Bio
Chin’s work has been exhibited both nationally and internationally, including at the Textile Museum in Washington, DC, the Metropolitan Art Museum in Tokyo, Japan, the Palais des Nations in Geneva, Switzerland, and the Uijeongbu Arts Center in Seoul, South Korea. In 2019. She was invited to participate in the 2024 exhibition Korean Embroidery in Modern Times at the National Museum of Modern and Contemporary Art, Duksoo Palace, Seoul.
For 20 years, Chin has been an educator in Kansas, teaching drawing, painting, color theory, and mixed media. She was recognized as Distinguished Faculty in 2008 and received an Excellence in Teaching Award in 2020.
Born and raised in Seoul, South Korea, Shin-hee Chin earned her BFA and MFA at HongIk University in Korea. Afterward, she immigrated to the United States and received an MA in Fiber Arts at Cal State Long Beach.
Her work has appeared in publications including Art Quilting Studio (Winter 2023, Spring 2025), Museum Quality: Exploring Art Quilts with SAQA (2023), and on the covers of the SAQA Journal (Spring 2017) and Surface Design Journal (Summer 2014).
Chin was a keynote speaker at the 2020 SAQA (Studio Art Quilt Associates) conference and spoke again at the 2025 SAQA conference in Florida. She was selected as a research fellow by the Nagel Institute for the Study of World Christianity, participating in a seminar on Contemporary Chinese Art and Society held in Beijing, Shanghai, and Nanjing in 2018.
Influenced by feminist traditions, Christian spirituality, and Eastern philosophy, Chin’s work explores complex themes related to the female body, motherhood, mother tongue, cultural identity, hybridity, and a sense of belonging.
Artist Resume
Contact
- Email: shinheec@tabor.edu
- Instagram: Shin-hee Chin
- Facebook: Shin-hee Chin
- Shin-hee Chin 강신희
- Full CV available here
Statement
Cultural context has most shaped my work as I have spent half my life in South Korea and the past two decades in the United States. I have had equal exposure to two vastly different cultures. In my years dealing with issues of a bi-cultural lifestyle, art has helped me reconcile the conflicting nature of these influences. My work reflects this binary approach – female vs. male, East vs. West, art vs. craft – all those paradoxes inhabit the same space just as both Korea and America co-exist in me. From these cultures, I draw inspiration specifically from the feminist tradition, Christian spirituality, and Eastern philosophy.

*DATA FOR REVIEW:*
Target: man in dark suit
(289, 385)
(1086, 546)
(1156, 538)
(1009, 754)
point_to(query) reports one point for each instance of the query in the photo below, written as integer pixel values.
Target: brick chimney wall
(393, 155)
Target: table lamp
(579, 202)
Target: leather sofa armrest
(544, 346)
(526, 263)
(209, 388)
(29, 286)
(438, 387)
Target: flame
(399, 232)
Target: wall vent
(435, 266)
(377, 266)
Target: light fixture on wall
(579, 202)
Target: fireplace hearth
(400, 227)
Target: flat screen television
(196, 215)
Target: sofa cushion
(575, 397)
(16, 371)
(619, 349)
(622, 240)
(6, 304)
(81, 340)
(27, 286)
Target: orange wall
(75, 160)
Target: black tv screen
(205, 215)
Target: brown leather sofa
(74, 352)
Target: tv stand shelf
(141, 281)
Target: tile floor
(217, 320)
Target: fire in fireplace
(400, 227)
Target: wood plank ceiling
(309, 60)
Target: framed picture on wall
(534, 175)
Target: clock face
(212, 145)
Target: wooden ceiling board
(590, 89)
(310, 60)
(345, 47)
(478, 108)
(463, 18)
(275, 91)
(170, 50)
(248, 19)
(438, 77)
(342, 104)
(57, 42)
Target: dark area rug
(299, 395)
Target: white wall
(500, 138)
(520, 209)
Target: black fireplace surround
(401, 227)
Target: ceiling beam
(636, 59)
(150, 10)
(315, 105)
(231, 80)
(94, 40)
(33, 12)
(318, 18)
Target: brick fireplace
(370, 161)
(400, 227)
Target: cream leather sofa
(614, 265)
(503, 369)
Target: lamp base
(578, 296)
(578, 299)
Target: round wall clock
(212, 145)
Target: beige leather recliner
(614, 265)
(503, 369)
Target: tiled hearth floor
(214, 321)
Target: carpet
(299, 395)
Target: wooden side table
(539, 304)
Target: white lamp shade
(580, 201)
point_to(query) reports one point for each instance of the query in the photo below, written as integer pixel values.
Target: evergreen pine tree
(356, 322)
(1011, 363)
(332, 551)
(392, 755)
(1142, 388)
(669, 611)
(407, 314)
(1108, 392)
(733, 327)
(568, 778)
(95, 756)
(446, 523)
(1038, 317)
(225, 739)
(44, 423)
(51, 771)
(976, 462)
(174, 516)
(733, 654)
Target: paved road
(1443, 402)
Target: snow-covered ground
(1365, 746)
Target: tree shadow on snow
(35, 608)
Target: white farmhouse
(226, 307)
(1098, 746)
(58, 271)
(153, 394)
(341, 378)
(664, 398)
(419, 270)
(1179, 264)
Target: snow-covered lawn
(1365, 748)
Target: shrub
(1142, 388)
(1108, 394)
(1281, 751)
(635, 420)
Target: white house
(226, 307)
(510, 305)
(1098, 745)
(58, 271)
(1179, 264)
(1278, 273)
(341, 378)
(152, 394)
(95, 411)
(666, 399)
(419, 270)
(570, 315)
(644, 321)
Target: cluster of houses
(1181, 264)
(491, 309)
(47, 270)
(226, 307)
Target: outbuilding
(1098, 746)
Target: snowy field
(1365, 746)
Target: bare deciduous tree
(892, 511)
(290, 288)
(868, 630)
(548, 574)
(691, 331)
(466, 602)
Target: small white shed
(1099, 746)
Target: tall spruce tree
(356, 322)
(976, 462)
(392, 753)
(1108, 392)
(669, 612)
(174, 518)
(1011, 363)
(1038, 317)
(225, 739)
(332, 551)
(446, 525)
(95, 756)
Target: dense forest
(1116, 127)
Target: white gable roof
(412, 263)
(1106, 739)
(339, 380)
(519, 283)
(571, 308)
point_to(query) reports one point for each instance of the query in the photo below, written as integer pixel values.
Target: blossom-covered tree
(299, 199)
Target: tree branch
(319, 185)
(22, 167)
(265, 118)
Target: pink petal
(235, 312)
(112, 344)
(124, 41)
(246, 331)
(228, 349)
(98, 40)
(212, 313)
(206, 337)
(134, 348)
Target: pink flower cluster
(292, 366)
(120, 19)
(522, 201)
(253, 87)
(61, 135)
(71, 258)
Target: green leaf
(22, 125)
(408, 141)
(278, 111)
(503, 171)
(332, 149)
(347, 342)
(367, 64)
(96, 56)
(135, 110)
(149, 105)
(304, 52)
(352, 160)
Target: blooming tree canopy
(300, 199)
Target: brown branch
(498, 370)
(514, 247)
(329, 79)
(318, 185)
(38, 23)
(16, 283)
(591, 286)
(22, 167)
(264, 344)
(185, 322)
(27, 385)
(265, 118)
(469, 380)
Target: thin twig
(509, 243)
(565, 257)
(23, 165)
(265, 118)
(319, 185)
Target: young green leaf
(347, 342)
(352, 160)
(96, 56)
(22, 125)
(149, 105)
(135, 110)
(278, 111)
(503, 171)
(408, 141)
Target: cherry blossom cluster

*ACTIVITIES:*
a) According to the bio, where did Chin receive her MA in Fiber Arts?
b) Update the stretch of the bio from "Born and raised" through "Nanjing in 2018.", replacing "keynote speaker" with "featured speaker".
Rely on the bio alone when answering.

*SOLUTION SET:*
a) Cal State Long Beach.

b)
Born and raised in Seoul, South Korea, Shin-hee Chin earned her BFA and MFA at HongIk University in Korea. Afterward, she immigrated to the United States and received an MA in Fiber Arts at Cal State Long Beach.
Her work has appeared in publications including Art Quilting Studio (Winter 2023, Spring 2025), Museum Quality: Exploring Art Quilts with SAQA (2023), and on the covers of the SAQA Journal (Spring 2017) and Surface Design Journal (Summer 2014).
Chin was a featured speaker at the 2020 SAQA (Studio Art Quilt Associates) conference and spoke again at the 2025 SAQA conference in Florida. She was selected as a research fellow by the Nagel Institute for the Study of World Christianity, participating in a seminar on Contemporary Chinese Art and Society held in Beijing, Shanghai, and Nanjing in 2018.